◆ Work instructions ◆
Give back exactly the lines from the "of the limestone" line to the final line of the records, and only those, minus any pictures.

◆ Material to process ◆
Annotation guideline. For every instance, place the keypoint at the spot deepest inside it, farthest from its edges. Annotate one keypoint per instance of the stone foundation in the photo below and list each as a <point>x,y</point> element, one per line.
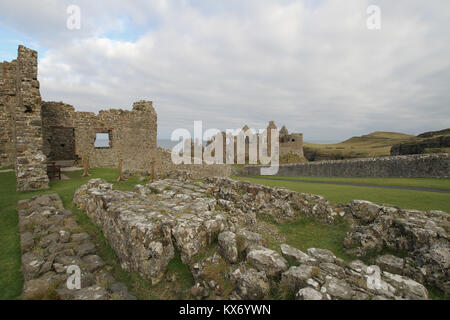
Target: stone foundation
<point>51,242</point>
<point>145,227</point>
<point>413,166</point>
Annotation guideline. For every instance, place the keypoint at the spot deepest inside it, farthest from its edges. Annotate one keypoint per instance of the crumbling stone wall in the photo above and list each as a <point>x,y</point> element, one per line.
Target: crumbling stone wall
<point>412,166</point>
<point>132,134</point>
<point>20,106</point>
<point>7,100</point>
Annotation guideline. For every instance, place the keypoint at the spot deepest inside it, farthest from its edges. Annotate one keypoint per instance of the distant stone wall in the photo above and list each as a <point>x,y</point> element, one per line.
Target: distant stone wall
<point>426,165</point>
<point>20,117</point>
<point>165,165</point>
<point>132,134</point>
<point>420,147</point>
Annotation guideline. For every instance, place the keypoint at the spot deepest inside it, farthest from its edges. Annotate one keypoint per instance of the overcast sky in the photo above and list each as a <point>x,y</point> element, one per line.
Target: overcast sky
<point>310,65</point>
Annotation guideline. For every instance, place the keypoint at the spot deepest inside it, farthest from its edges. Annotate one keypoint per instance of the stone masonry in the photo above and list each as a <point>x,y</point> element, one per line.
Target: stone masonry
<point>51,242</point>
<point>70,135</point>
<point>20,117</point>
<point>411,166</point>
<point>147,226</point>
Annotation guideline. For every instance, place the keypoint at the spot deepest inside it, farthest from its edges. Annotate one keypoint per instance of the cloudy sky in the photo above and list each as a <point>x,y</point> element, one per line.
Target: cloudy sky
<point>311,65</point>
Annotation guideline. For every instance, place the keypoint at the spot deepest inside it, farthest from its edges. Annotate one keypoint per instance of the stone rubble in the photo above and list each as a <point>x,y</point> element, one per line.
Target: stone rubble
<point>51,242</point>
<point>424,236</point>
<point>209,223</point>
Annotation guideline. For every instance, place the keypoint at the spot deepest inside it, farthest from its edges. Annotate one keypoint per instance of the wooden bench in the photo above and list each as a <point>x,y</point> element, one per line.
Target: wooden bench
<point>53,170</point>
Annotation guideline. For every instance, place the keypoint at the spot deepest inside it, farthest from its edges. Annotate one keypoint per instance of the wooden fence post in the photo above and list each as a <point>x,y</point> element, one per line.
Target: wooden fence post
<point>85,166</point>
<point>120,177</point>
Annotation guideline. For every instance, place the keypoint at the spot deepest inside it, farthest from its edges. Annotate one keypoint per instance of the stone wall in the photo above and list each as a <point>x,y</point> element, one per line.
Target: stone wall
<point>219,227</point>
<point>164,166</point>
<point>132,134</point>
<point>427,165</point>
<point>20,106</point>
<point>51,242</point>
<point>7,101</point>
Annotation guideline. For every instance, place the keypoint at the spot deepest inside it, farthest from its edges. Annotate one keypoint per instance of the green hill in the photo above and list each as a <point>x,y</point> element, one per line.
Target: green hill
<point>375,144</point>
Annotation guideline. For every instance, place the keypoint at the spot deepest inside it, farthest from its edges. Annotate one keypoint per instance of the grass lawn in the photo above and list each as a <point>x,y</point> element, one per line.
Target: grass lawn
<point>406,199</point>
<point>433,183</point>
<point>303,233</point>
<point>11,279</point>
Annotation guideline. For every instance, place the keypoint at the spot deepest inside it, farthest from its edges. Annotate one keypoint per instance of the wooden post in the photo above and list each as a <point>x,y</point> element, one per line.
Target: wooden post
<point>86,166</point>
<point>120,177</point>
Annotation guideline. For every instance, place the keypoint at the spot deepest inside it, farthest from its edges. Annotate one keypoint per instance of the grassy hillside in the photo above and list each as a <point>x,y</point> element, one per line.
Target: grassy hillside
<point>375,144</point>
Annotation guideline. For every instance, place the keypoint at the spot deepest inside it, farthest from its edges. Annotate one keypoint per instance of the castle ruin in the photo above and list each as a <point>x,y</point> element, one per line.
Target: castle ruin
<point>34,133</point>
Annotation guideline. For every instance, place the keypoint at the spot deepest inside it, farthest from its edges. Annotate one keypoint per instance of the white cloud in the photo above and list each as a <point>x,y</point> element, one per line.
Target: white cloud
<point>316,69</point>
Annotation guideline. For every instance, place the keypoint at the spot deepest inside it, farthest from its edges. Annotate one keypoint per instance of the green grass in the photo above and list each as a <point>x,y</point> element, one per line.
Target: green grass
<point>406,199</point>
<point>11,280</point>
<point>433,183</point>
<point>303,233</point>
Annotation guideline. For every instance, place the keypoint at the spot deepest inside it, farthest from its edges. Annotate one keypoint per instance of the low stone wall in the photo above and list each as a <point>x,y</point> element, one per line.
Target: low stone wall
<point>51,241</point>
<point>411,166</point>
<point>164,166</point>
<point>145,226</point>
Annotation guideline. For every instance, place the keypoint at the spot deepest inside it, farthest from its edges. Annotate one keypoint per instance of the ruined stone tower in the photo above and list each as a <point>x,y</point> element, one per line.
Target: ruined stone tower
<point>21,122</point>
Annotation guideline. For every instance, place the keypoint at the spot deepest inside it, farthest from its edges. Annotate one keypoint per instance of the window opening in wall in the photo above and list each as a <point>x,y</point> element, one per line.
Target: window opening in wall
<point>102,140</point>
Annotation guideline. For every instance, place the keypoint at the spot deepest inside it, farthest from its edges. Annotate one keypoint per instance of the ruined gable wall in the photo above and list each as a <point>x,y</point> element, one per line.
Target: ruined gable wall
<point>132,133</point>
<point>30,164</point>
<point>294,147</point>
<point>7,100</point>
<point>20,121</point>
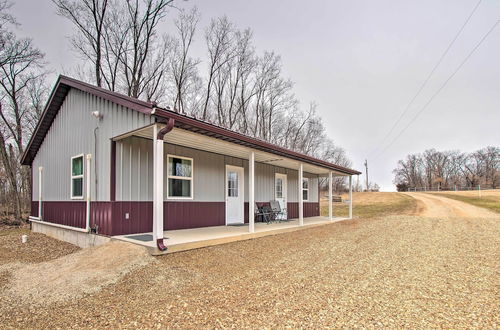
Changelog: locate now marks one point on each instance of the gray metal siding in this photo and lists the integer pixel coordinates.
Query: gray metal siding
(134, 179)
(72, 133)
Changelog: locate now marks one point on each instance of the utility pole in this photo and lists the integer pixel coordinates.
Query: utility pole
(366, 171)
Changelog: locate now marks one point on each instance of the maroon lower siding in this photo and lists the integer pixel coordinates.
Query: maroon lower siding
(183, 215)
(311, 209)
(122, 218)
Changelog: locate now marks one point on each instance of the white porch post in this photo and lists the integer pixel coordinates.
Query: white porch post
(251, 193)
(88, 190)
(301, 195)
(40, 171)
(157, 186)
(350, 196)
(330, 197)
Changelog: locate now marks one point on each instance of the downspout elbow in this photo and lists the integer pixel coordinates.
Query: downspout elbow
(160, 136)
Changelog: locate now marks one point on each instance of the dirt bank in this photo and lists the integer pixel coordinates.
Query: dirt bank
(442, 207)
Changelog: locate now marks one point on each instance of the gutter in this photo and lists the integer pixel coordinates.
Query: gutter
(37, 220)
(160, 137)
(88, 188)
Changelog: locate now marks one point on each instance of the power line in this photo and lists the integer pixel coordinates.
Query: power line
(440, 88)
(429, 76)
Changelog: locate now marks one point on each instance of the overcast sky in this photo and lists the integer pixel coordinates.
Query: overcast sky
(361, 61)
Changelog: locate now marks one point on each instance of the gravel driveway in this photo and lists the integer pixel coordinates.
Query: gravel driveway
(397, 271)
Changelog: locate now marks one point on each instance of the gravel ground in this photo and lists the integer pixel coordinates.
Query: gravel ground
(397, 271)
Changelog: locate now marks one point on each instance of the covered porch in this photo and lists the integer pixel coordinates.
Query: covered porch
(189, 239)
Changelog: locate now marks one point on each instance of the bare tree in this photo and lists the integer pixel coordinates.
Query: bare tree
(449, 169)
(219, 39)
(20, 72)
(143, 60)
(184, 67)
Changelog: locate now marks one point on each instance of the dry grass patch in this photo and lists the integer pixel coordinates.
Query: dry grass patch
(490, 199)
(373, 204)
(393, 272)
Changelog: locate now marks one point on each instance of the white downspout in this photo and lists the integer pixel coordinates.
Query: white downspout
(40, 171)
(88, 192)
(301, 197)
(350, 196)
(251, 193)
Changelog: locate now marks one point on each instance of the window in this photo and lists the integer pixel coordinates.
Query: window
(279, 188)
(232, 184)
(305, 189)
(180, 177)
(77, 177)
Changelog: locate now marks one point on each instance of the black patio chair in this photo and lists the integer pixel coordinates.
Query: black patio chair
(279, 213)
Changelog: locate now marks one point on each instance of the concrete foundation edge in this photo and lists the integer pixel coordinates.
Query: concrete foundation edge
(80, 239)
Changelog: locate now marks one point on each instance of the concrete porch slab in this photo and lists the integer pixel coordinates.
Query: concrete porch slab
(189, 239)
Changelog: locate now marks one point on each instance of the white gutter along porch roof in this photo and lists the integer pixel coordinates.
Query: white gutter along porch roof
(185, 138)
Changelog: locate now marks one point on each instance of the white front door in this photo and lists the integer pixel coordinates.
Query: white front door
(234, 195)
(280, 192)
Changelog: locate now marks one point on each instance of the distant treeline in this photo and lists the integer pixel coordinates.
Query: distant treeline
(449, 170)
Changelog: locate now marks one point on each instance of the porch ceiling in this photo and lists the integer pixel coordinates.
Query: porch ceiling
(190, 139)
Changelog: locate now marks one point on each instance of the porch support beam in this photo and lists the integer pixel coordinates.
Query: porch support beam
(157, 187)
(40, 197)
(251, 193)
(330, 195)
(301, 194)
(350, 196)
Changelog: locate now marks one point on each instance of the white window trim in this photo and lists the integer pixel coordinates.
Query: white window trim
(77, 176)
(275, 188)
(305, 179)
(181, 178)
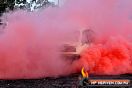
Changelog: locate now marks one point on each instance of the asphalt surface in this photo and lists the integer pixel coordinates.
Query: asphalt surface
(71, 81)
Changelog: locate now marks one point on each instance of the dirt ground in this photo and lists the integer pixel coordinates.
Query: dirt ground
(71, 81)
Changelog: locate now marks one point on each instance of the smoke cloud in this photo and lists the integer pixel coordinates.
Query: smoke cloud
(30, 44)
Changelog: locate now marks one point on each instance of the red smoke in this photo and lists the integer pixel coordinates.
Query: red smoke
(111, 57)
(30, 43)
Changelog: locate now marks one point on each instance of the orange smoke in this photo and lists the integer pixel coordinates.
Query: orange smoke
(84, 73)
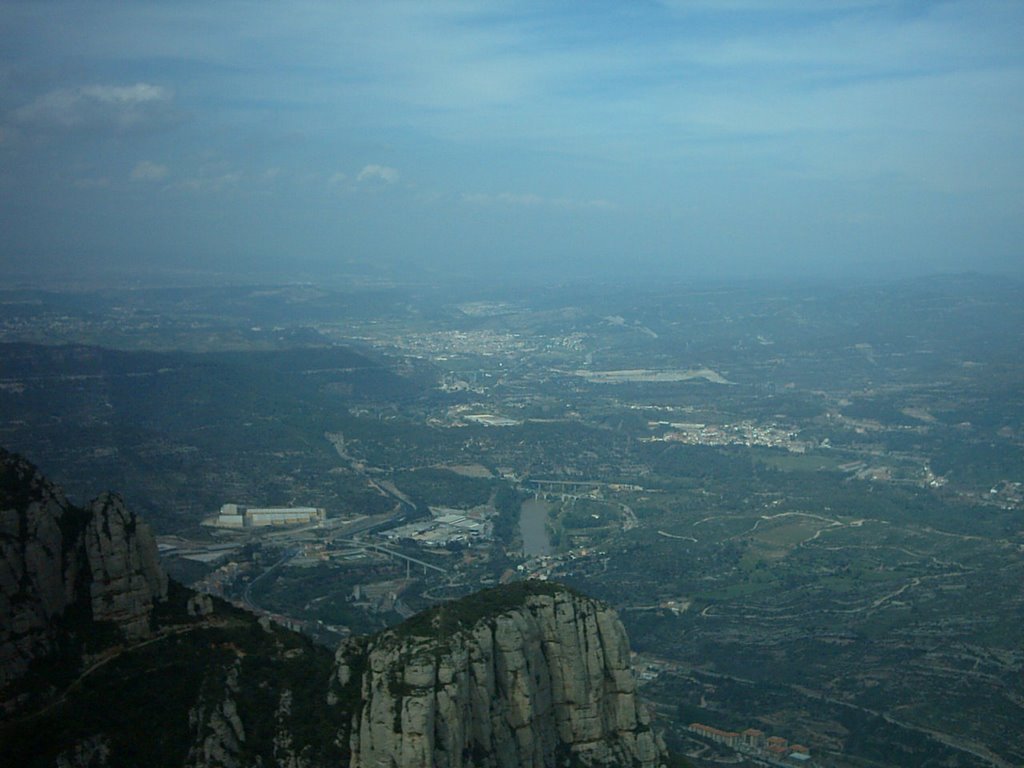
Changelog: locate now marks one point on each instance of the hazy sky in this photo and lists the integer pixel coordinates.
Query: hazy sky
(709, 137)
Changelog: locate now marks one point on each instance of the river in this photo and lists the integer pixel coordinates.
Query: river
(532, 518)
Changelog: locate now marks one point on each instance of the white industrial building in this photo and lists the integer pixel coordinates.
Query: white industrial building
(239, 516)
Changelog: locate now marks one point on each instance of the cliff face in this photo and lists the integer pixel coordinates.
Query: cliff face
(55, 558)
(522, 676)
(543, 680)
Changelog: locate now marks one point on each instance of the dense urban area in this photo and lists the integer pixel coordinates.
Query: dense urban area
(804, 501)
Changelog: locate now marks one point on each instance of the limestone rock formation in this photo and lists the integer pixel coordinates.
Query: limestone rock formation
(520, 677)
(126, 578)
(57, 560)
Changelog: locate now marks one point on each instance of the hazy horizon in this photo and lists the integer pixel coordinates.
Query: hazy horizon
(478, 140)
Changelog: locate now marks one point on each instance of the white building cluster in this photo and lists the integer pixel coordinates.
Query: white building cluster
(239, 516)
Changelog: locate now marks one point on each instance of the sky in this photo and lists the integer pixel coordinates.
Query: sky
(494, 140)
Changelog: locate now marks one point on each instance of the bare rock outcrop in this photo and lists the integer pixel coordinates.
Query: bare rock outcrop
(126, 578)
(522, 677)
(58, 562)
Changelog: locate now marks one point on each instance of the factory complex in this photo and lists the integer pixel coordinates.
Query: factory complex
(240, 516)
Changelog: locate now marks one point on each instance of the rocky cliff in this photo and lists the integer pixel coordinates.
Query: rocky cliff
(524, 676)
(103, 663)
(58, 561)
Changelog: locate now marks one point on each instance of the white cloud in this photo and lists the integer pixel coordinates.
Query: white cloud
(146, 171)
(112, 108)
(378, 172)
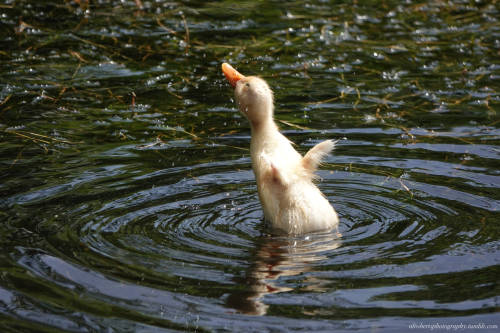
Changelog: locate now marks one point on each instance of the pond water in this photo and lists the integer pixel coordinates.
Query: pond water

◆ Correct response ◆
Changelog: locate now marks one point on each instance of the limestone rock formation in this photo and lists the integer pixel coordinates.
Query: limestone rock formation
(520, 677)
(126, 578)
(57, 560)
Changelog: locate now marks one point on each instance of the hazy horizon in this photo and lists the integer pixel coordinates.
Query: hazy horizon
(478, 140)
Changelog: locate now marks one point on each instance of the white building cluster in this photo and lists the integer pixel coordinates.
Query: white building cluster
(239, 516)
Changelog: locate now marks one point on each instance of the sky in this photo and lists the integer pixel coordinates.
Query: sky
(494, 140)
Changelog: locate now marks one point on each instance of the bare rock outcrop in this photo and lists the integer pixel coordinates.
Query: bare rock outcrop
(126, 578)
(522, 677)
(58, 562)
Changelog: locate now marks one point on each instance of the factory complex in this photo and lists the integer pixel coordinates.
Query: factory complex
(240, 516)
Changelog: locate now marks one point on each instance of the rocky cliff in this photo and lists the integer pixel coordinates.
Query: rocky cliff
(524, 676)
(103, 663)
(58, 561)
Changelog: locate now marks one point on each instance of the white cloud in this photo and lists the integer pixel coordinates.
Query: white cloud
(146, 171)
(112, 108)
(378, 172)
Changelog: locate now marks one point on each instance of the pond water in this photo and lists the integer pixel coordinates.
Query: pond water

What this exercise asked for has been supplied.